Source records
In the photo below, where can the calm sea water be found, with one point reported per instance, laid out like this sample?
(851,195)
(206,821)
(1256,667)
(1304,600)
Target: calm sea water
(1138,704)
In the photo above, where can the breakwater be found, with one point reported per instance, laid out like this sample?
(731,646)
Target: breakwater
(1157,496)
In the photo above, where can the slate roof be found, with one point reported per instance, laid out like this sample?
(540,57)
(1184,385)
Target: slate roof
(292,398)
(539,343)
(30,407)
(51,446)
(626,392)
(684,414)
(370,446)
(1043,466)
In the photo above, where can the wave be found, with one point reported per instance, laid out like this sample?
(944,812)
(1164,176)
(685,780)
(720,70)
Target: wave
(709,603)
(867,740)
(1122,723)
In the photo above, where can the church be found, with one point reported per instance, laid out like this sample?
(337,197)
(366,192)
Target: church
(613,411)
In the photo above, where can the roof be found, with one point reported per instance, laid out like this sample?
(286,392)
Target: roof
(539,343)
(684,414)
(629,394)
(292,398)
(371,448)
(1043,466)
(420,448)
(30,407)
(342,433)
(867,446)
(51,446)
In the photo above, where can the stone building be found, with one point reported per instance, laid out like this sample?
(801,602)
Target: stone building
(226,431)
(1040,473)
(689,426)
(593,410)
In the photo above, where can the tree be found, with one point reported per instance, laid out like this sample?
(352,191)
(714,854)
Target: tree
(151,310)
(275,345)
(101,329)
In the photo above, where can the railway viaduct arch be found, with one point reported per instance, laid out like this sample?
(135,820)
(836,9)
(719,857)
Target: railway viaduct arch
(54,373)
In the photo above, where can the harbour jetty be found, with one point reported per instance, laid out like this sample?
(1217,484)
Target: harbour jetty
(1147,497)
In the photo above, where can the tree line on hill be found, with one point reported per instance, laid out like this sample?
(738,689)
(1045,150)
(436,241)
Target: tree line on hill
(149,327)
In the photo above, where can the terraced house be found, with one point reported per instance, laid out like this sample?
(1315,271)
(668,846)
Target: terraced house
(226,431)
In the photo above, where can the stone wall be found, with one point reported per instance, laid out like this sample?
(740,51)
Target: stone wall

• SHORT TASK: From the preceding material, extract every line exactly.

• COMPLETE ANSWER:
In the photo below, where can the calm sea water be found, with one point reported per instance, laid out like this sample?
(851,195)
(206,821)
(1256,667)
(1304,600)
Target: calm sea water
(1138,704)
In the photo above, where can the breakwater be found, with one point reported per instance, laid out like this sample?
(731,646)
Target: breakwater
(1157,496)
In the photo above, where can the slate roof be found, with one point reported per instance, laid out like this sample?
(540,57)
(1184,385)
Target: slate roof
(292,398)
(539,343)
(30,407)
(51,446)
(626,392)
(684,414)
(370,446)
(1043,466)
In the photo above, where can the wave be found, with one point reported per instance, laid out like this sample?
(944,812)
(1164,176)
(685,780)
(720,70)
Target: wave
(709,603)
(867,740)
(1122,723)
In the photo above, where can the church be found, with one point reported per instance, laid out like this sample?
(337,197)
(366,192)
Target: church
(613,411)
In the photo above, where can the roof be found, with one point reported per instance, laid out like this sample?
(286,392)
Target: roof
(539,343)
(684,414)
(629,394)
(292,398)
(371,448)
(1043,466)
(420,448)
(30,407)
(342,433)
(867,446)
(51,446)
In the photo above, where can the stone building be found, with one point reported per instance, laid out like this sample?
(801,602)
Target: stone building
(226,431)
(1040,473)
(689,426)
(593,410)
In the photo above, where can the tree be found, with one point reported per instance, laid out like this sample?
(352,191)
(714,854)
Target: tree
(151,310)
(275,345)
(101,329)
In the photo above, where can the railway viaduct arch be found, with one point reported per instance, laid out like this sample?
(135,820)
(836,9)
(719,857)
Target: railway viaduct arch
(54,373)
In the photo above, where can the harbour jetty be found, with one point reported per instance, laid out like this sample?
(1217,484)
Target: harbour jetty
(1147,497)
In the photo above, where can the tree line on hill be found, with one point reported per instance, laid out like this sample?
(738,689)
(1045,150)
(436,241)
Target: tree line on hill
(149,327)
In the photo above, where can the terraced house be found, with one point reported per instance, laid out like this sample?
(1315,271)
(668,846)
Target: terraced house
(226,431)
In the photo above, where can the stone wall be found, with one point reported per instance, laid out like this sample?
(740,51)
Target: stone wall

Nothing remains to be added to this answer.